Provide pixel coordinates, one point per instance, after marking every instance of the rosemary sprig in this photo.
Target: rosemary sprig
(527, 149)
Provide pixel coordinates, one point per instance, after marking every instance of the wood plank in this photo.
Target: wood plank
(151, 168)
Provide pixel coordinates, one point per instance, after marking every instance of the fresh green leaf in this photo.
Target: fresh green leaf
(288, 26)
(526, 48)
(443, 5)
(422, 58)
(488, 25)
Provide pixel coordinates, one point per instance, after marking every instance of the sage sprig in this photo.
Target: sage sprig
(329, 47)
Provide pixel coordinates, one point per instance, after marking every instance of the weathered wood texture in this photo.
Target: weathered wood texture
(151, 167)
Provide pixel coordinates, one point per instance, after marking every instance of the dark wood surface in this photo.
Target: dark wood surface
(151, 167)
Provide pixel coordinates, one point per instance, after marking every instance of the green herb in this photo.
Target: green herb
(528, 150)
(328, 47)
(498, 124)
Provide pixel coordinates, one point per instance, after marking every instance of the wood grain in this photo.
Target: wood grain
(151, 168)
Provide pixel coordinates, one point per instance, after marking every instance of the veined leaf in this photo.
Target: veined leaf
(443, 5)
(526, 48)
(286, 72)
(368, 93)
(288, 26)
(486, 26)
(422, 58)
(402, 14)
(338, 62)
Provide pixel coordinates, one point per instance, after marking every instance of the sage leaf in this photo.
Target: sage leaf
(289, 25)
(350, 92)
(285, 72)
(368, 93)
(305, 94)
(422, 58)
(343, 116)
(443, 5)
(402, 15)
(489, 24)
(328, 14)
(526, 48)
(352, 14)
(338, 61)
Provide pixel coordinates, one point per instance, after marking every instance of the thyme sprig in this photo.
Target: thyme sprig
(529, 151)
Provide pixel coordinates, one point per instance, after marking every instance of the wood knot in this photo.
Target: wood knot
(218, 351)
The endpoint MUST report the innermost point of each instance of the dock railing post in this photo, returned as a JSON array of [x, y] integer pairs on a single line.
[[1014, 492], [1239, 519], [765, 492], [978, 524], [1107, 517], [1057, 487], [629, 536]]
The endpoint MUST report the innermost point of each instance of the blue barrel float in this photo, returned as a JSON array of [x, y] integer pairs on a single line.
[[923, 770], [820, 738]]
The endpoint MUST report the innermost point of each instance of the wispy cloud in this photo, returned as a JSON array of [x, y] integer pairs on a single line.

★ ★ ★

### What is being asked
Render everything from the line containing "of the blue" down to the end of the records as a Markdown table with the columns Row and Record line, one numbered row per line and blank lines omitted.

### Written response
| Row | Record line |
|---|---|
| 1 | The endpoint MUST report the innermost point of each instance of the blue barrel float in this photo, returned as a JSON array of [x, y] integer pairs on a single line. |
| 2 | [[923, 770], [820, 738]] |
| 3 | The endpoint MUST report the innermost point of each instance of the wispy cloud in this photo, returned as a JSON array of [x, y] integer pairs on a single line. |